#### TEXTE À EXAMINER

Haines féroces entre clans catholiques et protestants, amours passionnées, complots vicieux, orgueils démesurés, rien dans La reine Margot ne supporte la demi-mesure. La metteure en scène Marie-Josée Bastien l'a parfaitement saisi. Son adaptation du roman de Dumas père, présentement à l'affiche du Théâtre Denise-Pelletier, donne lieu à un spectacle vif et prenant, un brin classique, mais qui s'avère le vivarium idéal pour accueillir un tel déchaînement de passions.

L'épisode aventureux relaté dans la pièce tient dans deux années de la vie de la princesse Marguerite de Valois (Marie-Ève Pelletier). Il débute juste avant son mariage avec Henri de Navarre (Simon Rousseau) et s'achève sur la mort de son frère Charles IX (Jonathan Gagnon). L'alliance a été conclue contre le gré des époux pour calmer les énormes tensions entre catholiques et protestants de France. L'échec sera total puisqu'il mènera au terrible massacre de la Saint-Barthélemy.

 

La lutte de pouvoir qui oppose les deux clans ne constitue pas seulement la toile de fond de la pièce, elle en est également le principal moteur. Chaque complot et chaque meurtre fait partie d'un plan pour consolider la position d'un clan ou malmener l'autre. Les amitiés et les amours des uns et des autres sont jugés à l'aune de ces intégrismes religieux. Ces enjeux complexes, Marie-Josée Bastien a su les rendre limpides, si bien qu'on ne perd jamais le fil malgré la rapidité avec laquelle les tableaux s'enchaînent.

########
#### DONNÉES

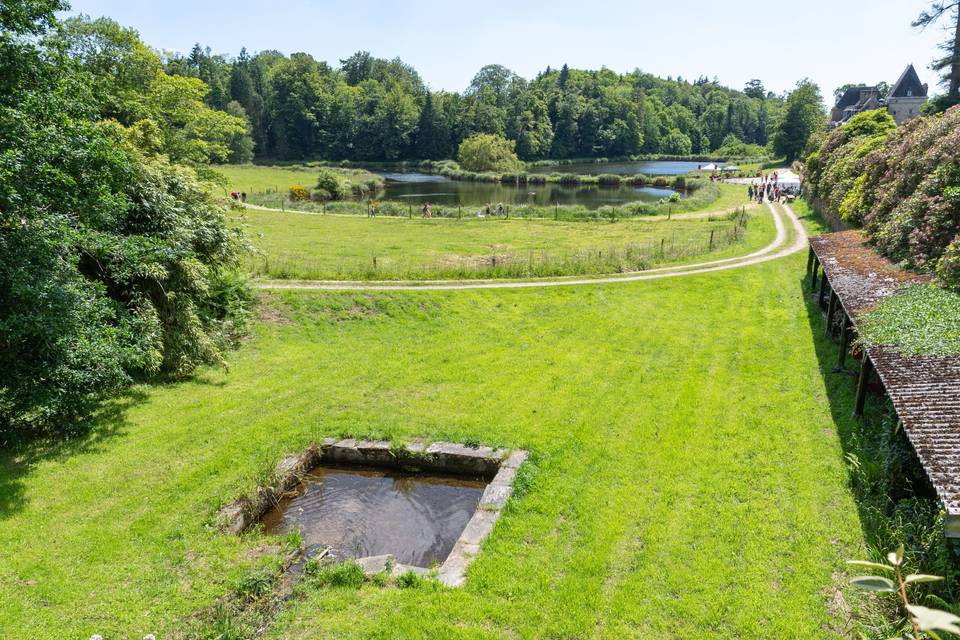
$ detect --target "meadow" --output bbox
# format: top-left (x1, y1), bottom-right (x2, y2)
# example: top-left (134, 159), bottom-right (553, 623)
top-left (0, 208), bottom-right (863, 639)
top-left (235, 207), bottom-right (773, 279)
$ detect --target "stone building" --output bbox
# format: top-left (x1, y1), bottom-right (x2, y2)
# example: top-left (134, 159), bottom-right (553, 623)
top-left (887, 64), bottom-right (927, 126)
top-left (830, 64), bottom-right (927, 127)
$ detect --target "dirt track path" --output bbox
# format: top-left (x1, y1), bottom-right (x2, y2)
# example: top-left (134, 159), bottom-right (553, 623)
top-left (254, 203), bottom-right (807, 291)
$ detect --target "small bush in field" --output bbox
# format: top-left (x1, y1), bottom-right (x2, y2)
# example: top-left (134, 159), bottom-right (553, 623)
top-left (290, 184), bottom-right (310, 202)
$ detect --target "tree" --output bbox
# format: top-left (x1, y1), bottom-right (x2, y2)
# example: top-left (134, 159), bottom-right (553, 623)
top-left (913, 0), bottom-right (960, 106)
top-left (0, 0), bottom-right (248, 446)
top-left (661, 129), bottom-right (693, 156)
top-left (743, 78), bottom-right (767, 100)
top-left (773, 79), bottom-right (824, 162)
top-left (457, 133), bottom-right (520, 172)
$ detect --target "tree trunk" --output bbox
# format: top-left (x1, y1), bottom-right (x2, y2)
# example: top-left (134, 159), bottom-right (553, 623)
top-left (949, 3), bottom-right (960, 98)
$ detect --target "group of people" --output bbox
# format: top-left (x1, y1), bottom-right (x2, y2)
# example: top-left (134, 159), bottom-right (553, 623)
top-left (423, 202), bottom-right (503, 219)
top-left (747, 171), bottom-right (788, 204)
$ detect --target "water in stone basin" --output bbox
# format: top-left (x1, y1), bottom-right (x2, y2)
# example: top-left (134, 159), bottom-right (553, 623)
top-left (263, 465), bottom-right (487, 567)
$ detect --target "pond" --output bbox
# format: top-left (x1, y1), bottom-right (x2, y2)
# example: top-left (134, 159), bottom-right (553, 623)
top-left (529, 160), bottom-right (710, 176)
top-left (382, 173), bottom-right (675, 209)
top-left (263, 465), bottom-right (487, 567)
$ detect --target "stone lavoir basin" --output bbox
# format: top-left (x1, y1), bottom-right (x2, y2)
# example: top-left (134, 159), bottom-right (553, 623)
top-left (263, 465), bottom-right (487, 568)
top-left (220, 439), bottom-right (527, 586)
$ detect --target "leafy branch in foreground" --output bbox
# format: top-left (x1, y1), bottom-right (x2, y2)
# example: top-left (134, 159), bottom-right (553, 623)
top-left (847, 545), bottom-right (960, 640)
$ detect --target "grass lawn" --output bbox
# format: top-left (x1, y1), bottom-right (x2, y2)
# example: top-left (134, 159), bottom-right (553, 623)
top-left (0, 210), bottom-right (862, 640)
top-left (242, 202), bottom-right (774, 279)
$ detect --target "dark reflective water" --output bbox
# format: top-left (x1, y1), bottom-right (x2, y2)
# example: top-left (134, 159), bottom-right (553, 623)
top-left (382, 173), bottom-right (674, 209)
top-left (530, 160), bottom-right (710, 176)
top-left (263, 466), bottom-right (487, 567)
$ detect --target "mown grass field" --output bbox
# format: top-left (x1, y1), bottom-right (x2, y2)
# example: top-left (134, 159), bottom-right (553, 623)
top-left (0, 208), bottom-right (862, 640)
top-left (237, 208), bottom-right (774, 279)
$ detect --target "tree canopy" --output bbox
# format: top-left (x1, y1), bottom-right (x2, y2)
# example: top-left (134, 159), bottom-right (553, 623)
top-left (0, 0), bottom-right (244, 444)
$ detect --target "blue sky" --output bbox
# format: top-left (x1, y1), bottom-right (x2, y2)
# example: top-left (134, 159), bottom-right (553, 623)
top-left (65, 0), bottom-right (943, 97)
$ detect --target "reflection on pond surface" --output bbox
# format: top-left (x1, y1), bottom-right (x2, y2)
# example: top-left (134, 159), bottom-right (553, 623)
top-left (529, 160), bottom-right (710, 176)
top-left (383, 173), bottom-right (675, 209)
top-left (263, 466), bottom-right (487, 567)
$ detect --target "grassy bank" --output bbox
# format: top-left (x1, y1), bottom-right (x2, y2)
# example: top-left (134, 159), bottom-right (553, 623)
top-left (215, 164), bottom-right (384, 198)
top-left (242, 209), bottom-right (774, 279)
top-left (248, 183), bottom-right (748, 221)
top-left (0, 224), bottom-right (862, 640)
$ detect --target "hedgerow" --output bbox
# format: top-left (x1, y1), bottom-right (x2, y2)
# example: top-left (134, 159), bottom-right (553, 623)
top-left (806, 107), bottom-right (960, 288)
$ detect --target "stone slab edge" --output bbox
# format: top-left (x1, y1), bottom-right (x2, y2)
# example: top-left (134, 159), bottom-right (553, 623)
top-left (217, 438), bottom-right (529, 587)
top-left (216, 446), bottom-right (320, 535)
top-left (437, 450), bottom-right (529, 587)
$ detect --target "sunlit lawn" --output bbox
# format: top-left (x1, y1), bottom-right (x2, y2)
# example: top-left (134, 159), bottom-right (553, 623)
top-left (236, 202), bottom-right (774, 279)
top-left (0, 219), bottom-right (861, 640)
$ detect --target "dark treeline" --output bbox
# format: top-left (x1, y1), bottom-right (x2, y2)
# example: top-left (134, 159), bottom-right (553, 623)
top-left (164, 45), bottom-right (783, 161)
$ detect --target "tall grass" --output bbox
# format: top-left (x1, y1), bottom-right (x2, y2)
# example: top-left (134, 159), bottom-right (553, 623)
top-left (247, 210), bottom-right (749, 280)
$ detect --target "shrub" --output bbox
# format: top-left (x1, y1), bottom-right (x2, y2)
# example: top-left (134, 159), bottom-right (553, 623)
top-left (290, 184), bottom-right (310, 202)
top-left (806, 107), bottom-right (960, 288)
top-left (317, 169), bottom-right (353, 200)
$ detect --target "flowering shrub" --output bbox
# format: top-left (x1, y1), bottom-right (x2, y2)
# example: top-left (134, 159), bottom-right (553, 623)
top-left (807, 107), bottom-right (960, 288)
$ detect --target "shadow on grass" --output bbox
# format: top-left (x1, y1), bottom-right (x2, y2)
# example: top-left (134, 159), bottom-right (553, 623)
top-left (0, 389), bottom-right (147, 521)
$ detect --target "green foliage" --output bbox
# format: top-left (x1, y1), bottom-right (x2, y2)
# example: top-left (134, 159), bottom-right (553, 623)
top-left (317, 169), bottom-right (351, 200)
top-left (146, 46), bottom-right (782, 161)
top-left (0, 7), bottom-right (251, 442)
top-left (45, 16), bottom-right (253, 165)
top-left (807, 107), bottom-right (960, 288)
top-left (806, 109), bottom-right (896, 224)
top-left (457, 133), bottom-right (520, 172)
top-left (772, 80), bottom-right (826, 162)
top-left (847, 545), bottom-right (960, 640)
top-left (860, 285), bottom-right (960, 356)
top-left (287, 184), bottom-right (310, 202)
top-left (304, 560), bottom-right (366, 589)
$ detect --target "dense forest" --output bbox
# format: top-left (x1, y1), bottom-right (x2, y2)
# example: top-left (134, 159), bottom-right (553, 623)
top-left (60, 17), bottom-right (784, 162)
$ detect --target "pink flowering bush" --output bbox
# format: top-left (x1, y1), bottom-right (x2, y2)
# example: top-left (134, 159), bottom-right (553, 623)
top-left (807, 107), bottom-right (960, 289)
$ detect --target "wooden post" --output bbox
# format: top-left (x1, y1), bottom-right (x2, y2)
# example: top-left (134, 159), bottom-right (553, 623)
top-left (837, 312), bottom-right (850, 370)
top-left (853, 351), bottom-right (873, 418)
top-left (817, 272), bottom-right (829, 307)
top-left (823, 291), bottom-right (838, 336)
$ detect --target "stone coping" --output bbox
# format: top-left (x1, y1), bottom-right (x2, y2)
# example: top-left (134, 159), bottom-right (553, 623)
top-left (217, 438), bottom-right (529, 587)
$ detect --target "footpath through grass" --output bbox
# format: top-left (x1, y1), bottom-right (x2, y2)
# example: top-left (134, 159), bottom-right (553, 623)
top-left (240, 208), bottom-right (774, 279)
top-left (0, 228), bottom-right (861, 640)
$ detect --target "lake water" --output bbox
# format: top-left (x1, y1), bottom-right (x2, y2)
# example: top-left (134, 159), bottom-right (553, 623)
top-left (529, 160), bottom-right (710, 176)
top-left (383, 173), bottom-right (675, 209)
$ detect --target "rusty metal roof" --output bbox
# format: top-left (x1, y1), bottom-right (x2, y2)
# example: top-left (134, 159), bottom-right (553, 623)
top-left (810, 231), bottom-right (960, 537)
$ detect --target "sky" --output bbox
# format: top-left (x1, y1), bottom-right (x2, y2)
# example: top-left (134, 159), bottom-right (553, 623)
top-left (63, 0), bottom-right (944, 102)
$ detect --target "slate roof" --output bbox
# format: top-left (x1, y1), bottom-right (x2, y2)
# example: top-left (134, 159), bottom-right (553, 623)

########

CONSIGNE: Reprenez fidèlement le passage de la critique de La reine Margot en commençant par « La lutte de » et en poursuivant jusqu'à « les tableaux s'enchaînent. ».

RÉSULTAT OBTENU:
La lutte de pouvoir qui oppose les deux clans ne constitue pas seulement la toile de fond de la pièce, elle en est également le principal moteur. Chaque complot et chaque meurtre fait partie d'un plan pour consolider la position d'un clan ou malmener l'autre. Les amitiés et les amours des uns et des autres sont jugés à l'aune de ces intégrismes religieux. Ces enjeux complexes, Marie-Josée Bastien a su les rendre limpides, si bien qu'on ne perd jamais le fil malgré la rapidité avec laquelle les tableaux s'enchaînent.